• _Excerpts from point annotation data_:
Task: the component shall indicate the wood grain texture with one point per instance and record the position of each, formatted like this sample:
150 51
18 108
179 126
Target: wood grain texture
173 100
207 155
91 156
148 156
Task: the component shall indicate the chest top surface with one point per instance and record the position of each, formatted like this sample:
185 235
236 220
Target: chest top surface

• _What to work on_:
Put every line of the items above into a Markdown table with the columns Row and Line, numbering each line in Row and skipping blank lines.

• _Answer to the task_:
| Row | Line |
|---|---|
| 1 | Task: the component shall indicate the wood grain texture with one point per instance and record the position of each, formatted like this sample: |
| 2 | 150 51 |
| 3 | 18 108 |
| 4 | 179 126 |
| 5 | Target: wood grain texture |
| 6 | 173 100 |
| 7 | 207 155 |
| 8 | 91 156 |
| 9 | 148 156 |
| 10 | Task: the component shall indicate the chest top surface with one point per instance and record the position of each, formatted like this sample: |
| 11 | 185 235 |
| 12 | 236 220 |
| 13 | Target: chest top surface |